**PROBLEM TO WORK ON**
Convert the entries below, from the line containing "Where can you see the distant" through the last line of the entries, inclusive, into a Markdown table with the columns Row and Text, one numbered line per row and blank lines omitted.

___ DATA FOR THE TASK ___

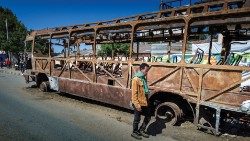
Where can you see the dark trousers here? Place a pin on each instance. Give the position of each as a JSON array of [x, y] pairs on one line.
[[137, 118]]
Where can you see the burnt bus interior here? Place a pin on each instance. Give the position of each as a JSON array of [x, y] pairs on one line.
[[193, 70]]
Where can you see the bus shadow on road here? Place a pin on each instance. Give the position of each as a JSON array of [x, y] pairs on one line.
[[156, 127]]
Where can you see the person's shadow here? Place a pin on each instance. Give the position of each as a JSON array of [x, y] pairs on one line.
[[156, 127]]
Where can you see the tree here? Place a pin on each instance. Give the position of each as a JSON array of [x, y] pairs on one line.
[[17, 32], [115, 48]]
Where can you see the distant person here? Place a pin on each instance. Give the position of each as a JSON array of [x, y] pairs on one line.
[[7, 62], [140, 103]]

___

**RESULT OF THIS EXERCISE**
| Row | Text |
|---|---|
| 1 | Where can you see the distant person here? Place a pin on each instance. Give the position of each as a JSON array of [x, y] pairs on one line. |
| 2 | [[7, 62], [140, 103]] |